INSTRUCTIONS FOR THE TASK: Count the lines below that contain the string "blue". Reply with only the number.

EXERCISE MATERIALS:
+++++
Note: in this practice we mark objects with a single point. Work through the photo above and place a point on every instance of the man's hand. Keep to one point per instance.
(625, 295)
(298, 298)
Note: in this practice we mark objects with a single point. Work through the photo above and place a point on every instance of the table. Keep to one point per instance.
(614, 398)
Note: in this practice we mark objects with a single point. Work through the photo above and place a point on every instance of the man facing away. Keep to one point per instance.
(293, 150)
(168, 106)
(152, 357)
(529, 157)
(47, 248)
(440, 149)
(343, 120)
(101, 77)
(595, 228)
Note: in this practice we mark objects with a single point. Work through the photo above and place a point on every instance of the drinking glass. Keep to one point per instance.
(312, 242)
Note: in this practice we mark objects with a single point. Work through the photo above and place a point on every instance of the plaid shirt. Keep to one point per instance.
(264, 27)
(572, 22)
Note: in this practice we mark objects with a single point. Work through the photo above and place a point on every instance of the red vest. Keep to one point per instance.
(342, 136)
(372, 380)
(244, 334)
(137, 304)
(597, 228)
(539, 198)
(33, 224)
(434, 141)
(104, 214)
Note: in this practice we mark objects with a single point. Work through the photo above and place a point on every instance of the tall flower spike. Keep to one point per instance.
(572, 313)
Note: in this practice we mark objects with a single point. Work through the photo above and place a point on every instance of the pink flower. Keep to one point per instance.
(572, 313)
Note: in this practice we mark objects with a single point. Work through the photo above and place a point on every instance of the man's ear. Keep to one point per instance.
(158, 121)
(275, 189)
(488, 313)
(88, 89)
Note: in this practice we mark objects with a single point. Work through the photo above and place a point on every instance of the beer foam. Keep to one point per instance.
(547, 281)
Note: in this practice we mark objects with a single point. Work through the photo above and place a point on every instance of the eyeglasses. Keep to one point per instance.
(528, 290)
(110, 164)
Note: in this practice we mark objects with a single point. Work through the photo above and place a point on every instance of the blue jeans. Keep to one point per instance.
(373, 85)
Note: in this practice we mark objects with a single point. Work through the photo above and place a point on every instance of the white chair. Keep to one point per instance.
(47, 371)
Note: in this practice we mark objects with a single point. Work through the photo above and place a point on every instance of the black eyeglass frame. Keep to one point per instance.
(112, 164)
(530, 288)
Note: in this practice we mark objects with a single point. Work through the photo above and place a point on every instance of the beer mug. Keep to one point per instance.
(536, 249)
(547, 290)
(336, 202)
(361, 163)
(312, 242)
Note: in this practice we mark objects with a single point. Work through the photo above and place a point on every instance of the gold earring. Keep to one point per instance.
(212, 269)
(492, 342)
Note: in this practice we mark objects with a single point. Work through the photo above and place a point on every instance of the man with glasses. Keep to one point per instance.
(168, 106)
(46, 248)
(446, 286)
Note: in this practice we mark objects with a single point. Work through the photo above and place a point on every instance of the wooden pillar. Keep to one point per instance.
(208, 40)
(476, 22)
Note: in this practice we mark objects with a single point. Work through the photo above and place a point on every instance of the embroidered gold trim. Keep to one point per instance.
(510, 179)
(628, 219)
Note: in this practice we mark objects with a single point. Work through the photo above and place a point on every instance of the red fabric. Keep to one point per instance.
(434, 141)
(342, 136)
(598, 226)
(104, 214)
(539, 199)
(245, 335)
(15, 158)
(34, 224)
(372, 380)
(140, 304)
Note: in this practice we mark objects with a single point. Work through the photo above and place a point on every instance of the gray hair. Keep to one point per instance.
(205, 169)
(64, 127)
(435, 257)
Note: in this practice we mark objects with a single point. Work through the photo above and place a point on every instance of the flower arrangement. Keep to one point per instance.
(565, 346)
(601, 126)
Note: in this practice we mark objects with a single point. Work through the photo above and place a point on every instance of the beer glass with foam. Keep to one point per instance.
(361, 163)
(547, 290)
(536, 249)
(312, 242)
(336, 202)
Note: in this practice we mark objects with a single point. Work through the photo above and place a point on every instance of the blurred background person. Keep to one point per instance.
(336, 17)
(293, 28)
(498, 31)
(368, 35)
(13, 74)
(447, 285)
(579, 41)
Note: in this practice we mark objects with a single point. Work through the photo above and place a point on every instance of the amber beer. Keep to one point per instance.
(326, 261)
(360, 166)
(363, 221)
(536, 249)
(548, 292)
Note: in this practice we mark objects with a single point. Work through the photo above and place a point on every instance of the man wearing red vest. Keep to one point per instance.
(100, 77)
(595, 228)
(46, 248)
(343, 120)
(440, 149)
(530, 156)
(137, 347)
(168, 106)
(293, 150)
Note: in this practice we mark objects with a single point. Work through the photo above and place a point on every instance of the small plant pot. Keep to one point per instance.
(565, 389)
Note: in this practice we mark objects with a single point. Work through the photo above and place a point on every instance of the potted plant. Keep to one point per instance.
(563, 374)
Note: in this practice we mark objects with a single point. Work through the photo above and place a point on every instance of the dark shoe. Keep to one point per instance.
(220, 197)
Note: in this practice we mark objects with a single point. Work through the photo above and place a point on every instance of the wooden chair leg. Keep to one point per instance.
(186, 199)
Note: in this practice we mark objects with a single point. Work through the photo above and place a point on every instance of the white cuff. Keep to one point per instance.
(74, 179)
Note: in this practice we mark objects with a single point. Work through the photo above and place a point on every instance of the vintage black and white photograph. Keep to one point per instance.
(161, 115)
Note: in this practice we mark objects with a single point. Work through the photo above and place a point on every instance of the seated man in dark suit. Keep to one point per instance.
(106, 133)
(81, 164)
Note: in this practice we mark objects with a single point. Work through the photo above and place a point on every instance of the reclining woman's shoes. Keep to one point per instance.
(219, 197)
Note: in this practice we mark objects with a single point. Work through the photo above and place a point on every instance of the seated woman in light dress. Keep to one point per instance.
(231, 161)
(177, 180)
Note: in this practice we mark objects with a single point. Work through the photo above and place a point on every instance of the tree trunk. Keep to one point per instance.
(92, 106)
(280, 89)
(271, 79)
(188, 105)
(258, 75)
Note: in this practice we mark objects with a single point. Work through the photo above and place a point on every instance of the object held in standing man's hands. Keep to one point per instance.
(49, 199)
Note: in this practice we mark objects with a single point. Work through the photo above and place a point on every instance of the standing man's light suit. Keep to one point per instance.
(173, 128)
+++++
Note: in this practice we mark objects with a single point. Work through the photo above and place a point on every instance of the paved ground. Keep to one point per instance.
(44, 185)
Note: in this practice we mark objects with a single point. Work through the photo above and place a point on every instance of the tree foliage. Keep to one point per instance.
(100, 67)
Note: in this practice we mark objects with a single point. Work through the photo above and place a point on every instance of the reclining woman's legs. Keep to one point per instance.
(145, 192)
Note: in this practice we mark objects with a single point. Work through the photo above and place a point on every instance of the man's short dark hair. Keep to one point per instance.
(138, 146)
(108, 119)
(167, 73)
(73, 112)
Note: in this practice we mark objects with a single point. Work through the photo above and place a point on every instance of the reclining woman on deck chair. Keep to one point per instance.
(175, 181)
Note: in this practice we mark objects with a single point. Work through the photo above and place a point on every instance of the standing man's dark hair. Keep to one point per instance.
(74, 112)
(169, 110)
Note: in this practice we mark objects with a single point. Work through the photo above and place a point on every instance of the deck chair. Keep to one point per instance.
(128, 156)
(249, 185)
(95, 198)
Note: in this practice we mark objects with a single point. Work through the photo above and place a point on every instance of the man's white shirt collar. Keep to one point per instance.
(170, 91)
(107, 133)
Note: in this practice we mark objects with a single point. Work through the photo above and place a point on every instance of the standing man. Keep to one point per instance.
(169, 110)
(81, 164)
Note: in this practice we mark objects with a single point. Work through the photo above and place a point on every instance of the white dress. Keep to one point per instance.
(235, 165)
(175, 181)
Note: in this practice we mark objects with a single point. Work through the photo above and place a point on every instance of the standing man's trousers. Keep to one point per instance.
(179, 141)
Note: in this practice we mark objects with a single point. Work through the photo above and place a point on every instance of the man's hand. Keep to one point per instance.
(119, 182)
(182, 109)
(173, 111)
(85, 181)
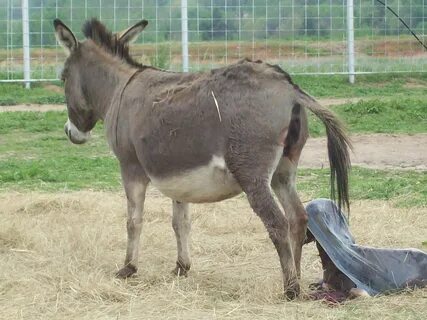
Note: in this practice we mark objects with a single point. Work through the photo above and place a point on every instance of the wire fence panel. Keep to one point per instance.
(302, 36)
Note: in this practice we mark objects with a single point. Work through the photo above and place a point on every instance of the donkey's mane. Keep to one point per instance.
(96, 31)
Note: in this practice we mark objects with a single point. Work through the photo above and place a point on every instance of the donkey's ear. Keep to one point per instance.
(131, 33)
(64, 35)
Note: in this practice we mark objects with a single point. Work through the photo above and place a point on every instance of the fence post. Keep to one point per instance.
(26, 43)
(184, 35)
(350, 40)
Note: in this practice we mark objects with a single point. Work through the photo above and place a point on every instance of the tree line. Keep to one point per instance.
+++++
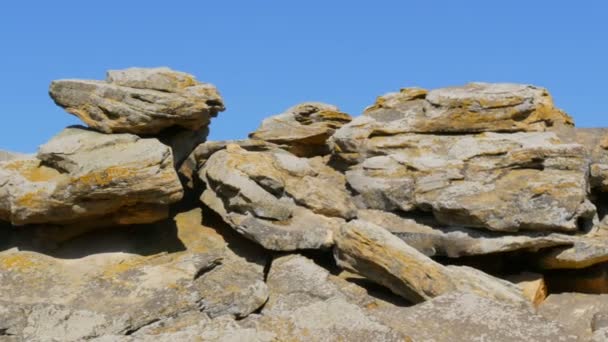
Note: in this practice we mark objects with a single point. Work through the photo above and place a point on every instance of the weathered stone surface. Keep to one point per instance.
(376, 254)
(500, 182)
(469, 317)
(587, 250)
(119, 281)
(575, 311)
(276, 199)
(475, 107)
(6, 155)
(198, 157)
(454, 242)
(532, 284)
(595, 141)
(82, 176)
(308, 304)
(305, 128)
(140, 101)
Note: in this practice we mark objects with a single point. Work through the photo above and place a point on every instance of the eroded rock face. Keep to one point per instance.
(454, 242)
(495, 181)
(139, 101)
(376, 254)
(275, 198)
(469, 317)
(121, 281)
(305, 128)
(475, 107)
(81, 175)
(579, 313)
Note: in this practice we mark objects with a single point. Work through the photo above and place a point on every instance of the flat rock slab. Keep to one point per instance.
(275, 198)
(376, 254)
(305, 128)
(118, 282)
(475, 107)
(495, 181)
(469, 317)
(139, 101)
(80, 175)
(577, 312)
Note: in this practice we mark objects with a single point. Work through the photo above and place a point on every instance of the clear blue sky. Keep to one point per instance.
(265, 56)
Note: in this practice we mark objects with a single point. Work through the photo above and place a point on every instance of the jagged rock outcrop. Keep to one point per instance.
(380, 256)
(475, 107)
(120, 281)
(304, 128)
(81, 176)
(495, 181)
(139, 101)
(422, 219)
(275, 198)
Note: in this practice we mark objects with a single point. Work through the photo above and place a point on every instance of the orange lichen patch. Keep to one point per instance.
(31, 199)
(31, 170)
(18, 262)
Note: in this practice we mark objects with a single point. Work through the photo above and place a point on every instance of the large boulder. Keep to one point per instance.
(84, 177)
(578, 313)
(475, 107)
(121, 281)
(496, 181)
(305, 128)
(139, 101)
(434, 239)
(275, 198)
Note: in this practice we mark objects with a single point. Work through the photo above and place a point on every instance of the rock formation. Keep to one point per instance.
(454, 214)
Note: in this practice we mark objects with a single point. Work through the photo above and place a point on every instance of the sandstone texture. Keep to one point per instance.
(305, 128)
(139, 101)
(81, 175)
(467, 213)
+++++
ANSWER FOR THE TASK: 2